Extract to read section start

3. It's a memoir about father-daughter relationships.
This is what I loved most about this book. Kelly Corrigan takes great pride in being "George Corrigan's daughter." George Corrigan is a man that readers will grow to love throughout the memoir. Here is a man who started off the day by opening the window and shouting, "Hello, World!" Here is a man who is so positive and upbeat that people gravitate toward him. Here is a man who has unconditional love for his daughter. Kelly loves her father so much that she is so afraid of losing him. Her dedication to his care is inspired not only by this, but also, undoubtedly, by her own cancer.

4. It's a memoir about family relationships.
Corrigan recalls a conversation she had with her father about why she did not changer her name to her husband's after she married him. I won't write down the whole text of the conversation, but I will say that she is proud to be a Corrigan, proud to be a part of the loud, boisterous Irish Catholic family that she grew up in.

Corrigan also addresses many of her immediate family's personality quirks, and how they especially affect her during her father's cancer treatment. She is not afraid to hold back on her emotions or opinions, which is one of the reasons why the book is so gripping.

I really enjoyed Corrigan's style. Each chapter altered back and forth between the past and present. One chapter, she wrote about going to the prom with her two brothers. The next chapter, she talks about going into a chemo session. This style enables the reader to understand how her life was shaped, and how these past events continue to shape the person that she is.

Extract to read section end

_Task item_
Pick up the review of Kelly Corrigan's memoir after its last sentence and keep writing it. Nothing in the data is needed.

Data below section start

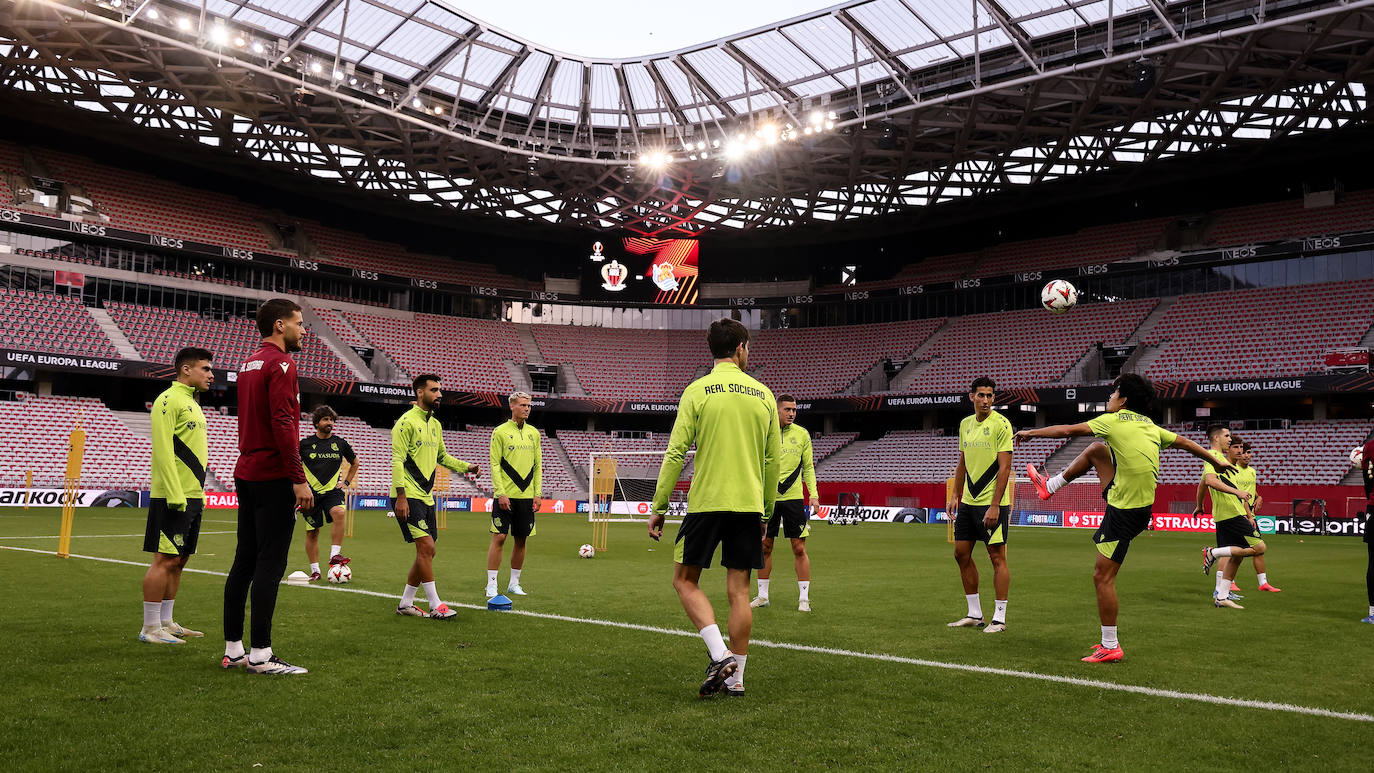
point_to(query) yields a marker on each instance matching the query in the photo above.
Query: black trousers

Data below section end

_Task response_
As I read, I thought about the relationship between me and my own father. Papa Cat and I are close, but not as close as Kelly and George Corrigan seem to be. I really envied the closeness that these two have. I also thought about how Sister Kitten and I would react if something ever happened to him or Mama Cat.

Which leads me to wonder...

...is there a Middle Place for those who don't have kids? Is there a place where childhood and adulthood overlap, as opposed to solely childhood and parenthood? For people like me, what is that one event, or series of events, that signals that you have permanently crossed into adulthood, and that there's no looking back?

For me, that day will be if and when my parents get too feeble to care for themselves and my sister and I will have to care for them. It could also be, if it ever happens, the day when I marry and have children, but that's a ways away, if it ever occurs.

The Middle Place will have you thinking about your own family, and what your Middle Place might be. It's a book that will stay with you for a long, long time.

P.S. This book also provided resources for those who have family members or friends who have struggled with cancer. Kelly Corrigan is the creator of the website circusofcancer.org, a website that teaches people how to help a friend who has breast cancer. I've read it and believe that this should be a website to teach people how to help friends who have all sorts of cancer. She also has her own website, kellycorrigan.com, which is primarily devoted to promoting The Middle Place, but also has a blog that provides updates on her family. Both are worth checking out, especially the Circus of Cancer site.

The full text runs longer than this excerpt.